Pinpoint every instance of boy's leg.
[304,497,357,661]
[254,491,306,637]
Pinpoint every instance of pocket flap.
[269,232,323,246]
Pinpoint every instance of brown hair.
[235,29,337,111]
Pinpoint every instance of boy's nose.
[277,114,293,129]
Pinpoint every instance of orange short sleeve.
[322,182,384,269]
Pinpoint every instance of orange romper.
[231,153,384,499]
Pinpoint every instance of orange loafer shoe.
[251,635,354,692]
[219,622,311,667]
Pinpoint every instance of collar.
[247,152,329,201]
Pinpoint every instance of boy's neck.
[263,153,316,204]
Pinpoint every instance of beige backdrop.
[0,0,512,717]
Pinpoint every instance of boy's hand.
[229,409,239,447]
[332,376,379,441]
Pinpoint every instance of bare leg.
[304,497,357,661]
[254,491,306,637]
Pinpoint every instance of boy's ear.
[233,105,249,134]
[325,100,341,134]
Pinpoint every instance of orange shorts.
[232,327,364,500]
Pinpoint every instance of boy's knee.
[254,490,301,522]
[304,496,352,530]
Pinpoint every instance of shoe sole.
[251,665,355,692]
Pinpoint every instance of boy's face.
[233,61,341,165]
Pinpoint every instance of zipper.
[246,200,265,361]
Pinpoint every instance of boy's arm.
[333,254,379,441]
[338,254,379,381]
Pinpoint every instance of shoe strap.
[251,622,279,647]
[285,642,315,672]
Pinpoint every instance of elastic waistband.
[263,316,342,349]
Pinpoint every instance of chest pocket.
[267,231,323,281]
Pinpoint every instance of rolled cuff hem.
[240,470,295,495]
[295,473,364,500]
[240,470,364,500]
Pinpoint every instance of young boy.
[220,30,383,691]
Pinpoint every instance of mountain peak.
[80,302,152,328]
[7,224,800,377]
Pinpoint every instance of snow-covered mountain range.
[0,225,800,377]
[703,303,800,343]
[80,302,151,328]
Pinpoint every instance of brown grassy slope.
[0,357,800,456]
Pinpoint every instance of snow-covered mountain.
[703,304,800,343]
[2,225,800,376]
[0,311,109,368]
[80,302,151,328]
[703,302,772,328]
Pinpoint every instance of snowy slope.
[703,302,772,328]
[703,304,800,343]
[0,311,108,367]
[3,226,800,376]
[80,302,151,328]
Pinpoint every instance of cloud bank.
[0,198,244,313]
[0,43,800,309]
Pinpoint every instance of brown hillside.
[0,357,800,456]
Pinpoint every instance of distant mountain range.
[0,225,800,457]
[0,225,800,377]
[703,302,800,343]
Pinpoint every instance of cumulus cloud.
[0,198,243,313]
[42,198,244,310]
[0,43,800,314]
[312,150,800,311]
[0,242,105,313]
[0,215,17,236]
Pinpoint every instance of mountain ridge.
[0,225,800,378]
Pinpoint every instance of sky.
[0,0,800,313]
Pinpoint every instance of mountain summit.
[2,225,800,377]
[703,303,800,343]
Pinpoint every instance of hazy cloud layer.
.....
**Work to do:**
Return every line of the records above that contains the string "slope". Case counts.

**Exercise response:**
Pinpoint every instance of brown grassy slope.
Pinpoint every instance of snowy slope.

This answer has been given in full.